[Saved data entries]
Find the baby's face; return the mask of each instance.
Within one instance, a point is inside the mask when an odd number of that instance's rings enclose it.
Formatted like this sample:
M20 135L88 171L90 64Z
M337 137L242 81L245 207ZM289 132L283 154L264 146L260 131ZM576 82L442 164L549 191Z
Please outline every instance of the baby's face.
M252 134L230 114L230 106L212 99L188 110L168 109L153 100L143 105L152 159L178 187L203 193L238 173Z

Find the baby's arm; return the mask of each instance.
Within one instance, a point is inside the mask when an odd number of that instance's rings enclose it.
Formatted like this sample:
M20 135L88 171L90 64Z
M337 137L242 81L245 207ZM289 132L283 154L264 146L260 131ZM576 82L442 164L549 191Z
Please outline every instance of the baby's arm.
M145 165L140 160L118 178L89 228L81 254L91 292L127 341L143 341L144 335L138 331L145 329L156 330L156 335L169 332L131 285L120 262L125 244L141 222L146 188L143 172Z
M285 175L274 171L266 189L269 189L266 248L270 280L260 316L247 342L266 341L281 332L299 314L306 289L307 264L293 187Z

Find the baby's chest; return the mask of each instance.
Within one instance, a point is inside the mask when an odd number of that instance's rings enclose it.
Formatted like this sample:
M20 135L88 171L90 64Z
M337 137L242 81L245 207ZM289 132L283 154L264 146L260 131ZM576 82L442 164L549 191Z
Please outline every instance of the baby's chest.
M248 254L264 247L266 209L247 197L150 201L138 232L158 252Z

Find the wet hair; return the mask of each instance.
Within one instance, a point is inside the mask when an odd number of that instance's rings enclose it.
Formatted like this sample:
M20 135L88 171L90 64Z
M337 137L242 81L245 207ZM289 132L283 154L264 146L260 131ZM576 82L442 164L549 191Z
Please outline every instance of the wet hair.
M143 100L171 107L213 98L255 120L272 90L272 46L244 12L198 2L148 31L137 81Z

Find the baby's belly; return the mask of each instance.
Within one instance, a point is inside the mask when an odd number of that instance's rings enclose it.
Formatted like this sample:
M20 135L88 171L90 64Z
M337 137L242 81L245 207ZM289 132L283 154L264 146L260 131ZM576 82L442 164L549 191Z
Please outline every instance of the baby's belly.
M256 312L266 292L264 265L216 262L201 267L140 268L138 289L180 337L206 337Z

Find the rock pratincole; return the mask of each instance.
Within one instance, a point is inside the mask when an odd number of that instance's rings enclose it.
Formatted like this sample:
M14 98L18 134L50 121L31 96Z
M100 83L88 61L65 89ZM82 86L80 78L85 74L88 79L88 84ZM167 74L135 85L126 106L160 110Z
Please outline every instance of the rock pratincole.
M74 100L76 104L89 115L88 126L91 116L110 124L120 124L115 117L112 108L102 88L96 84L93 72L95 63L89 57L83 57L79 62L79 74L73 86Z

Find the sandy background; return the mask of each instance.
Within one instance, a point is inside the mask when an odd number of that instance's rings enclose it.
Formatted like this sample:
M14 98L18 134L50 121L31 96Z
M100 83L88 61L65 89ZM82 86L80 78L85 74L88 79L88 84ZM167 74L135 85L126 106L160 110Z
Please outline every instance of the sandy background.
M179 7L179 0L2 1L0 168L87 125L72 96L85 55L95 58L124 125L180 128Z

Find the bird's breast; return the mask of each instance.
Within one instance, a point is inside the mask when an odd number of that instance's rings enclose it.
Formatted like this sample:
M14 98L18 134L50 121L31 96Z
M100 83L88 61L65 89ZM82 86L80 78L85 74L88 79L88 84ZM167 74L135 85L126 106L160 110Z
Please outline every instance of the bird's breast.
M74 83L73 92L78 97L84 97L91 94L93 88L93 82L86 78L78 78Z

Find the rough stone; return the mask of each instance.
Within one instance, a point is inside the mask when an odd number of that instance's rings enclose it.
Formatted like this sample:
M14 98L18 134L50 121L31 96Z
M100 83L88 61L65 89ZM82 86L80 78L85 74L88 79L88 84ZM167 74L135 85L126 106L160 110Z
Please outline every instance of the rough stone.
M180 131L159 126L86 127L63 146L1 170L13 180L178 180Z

■ To do:
Reply by returning the full set of records above exactly.

■ Final answer:
Find the baby's face; return the mask of each instance.
Within one instance, a point is inside the mask when an odd number of that instance's rings enclose it.
Formatted like this sample:
M20 135L88 171L90 64Z
M337 137L242 81L245 207ZM289 132L283 154L264 146L260 131ZM576 82L442 164L549 191Z
Please outline every instance of the baby's face.
M252 134L230 114L230 106L212 99L188 110L168 109L153 100L143 105L152 159L178 187L203 193L238 173Z

Find the baby's arm; return the mask of each instance.
Within one instance, a point is inside the mask when an odd number of that instance's rings enclose it.
Formatted like this sample:
M20 135L88 171L90 64Z
M337 137L242 81L245 207ZM289 132L283 154L264 146L260 131ZM576 82L442 164L549 191Z
Please outline every instance of the baby's arm.
M145 165L140 160L118 178L89 228L81 254L91 292L127 341L143 341L144 335L138 331L145 329L156 330L156 335L169 332L131 285L120 262L125 244L141 222L146 188L143 172Z
M285 175L274 171L266 189L269 189L266 248L270 280L260 316L247 342L266 341L281 332L299 314L306 289L307 264L293 187Z

Find the baby's chest; return the mask of each instance.
Within one instance, a point is inside the mask when an odd number of that instance's rings enclose it.
Formatted like this sample:
M20 135L88 171L90 64Z
M337 137L242 81L245 207ZM289 132L283 154L264 146L260 131ZM576 82L442 164L549 191Z
Please outline every instance of the baby's chest.
M248 254L264 247L266 209L247 197L150 201L138 232L158 252Z

Find the wet hair; return the mask of each instance.
Within one instance, a point is inside the mask when an odd number of that instance's rings enclose it.
Formatted like this sample:
M20 135L88 171L90 64Z
M337 137L242 81L245 207ZM289 132L283 154L264 146L260 131ZM576 82L442 164L549 191Z
Please outline every instance of the wet hair.
M143 100L171 107L213 98L255 120L272 90L272 46L244 12L198 2L148 31L137 81Z

Find the baby's belly; return the mask of each instance.
Within one instance, a point is inside the mask when an odd number of that instance's rings enclose it.
Formatted like this sample:
M20 135L88 171L90 64Z
M337 137L242 81L245 207ZM289 132L283 154L264 146L260 131ZM576 82L442 164L549 191Z
Please outline every instance of the baby's belly.
M256 312L266 292L264 265L216 262L201 267L140 268L138 289L180 337L206 337Z

Find the rock pratincole; return the mask of each instance.
Within one instance, a point is inside the mask when an odd number of that instance's rings enclose it.
Formatted like this sample:
M14 98L18 134L50 121L31 96Z
M100 83L88 61L65 89ZM82 86L80 78L85 74L88 79L88 84ZM167 74L135 85L126 106L160 110Z
Please outline every instance of the rock pratincole.
M74 100L76 104L89 115L88 126L91 116L110 124L120 124L115 117L112 108L102 88L96 84L93 72L95 63L89 57L83 57L79 62L79 74L73 86Z

Find the sandy background; return the mask of each instance.
Within one instance, a point is inside the mask when an odd number of that instance's rings enclose it.
Formatted like this sample:
M14 98L18 134L50 121L31 96Z
M100 83L88 61L65 89ZM82 86L80 78L85 74L88 79L88 84ZM167 74L135 85L126 106L160 110Z
Please outline every instance of the sandy background.
M179 7L179 0L2 1L0 168L87 125L72 96L85 55L95 58L124 125L180 128Z

Find the bird's breast; return the mask of each instance.
Within one instance, a point is inside the mask when an odd number of that instance's rings enclose it.
Formatted like this sample:
M14 98L18 134L50 121L31 96Z
M100 83L88 61L65 89ZM82 86L80 78L85 74L88 79L88 84ZM167 74L135 85L126 106L160 110Z
Please outline every instance of the bird's breast.
M74 83L73 92L78 97L84 97L91 94L93 88L93 82L86 78L78 78Z

Find the rough stone; return the mask of each instance.
Within one instance, a point is inside the mask when an odd number of that instance's rings enclose it.
Formatted like this sample:
M14 98L18 134L50 121L31 96Z
M100 83L88 61L65 89ZM82 86L80 78L85 74L88 79L88 84ZM167 74L135 85L126 106L160 110Z
Please outline every instance of the rough stone.
M180 131L159 126L86 127L63 146L1 170L13 180L178 180Z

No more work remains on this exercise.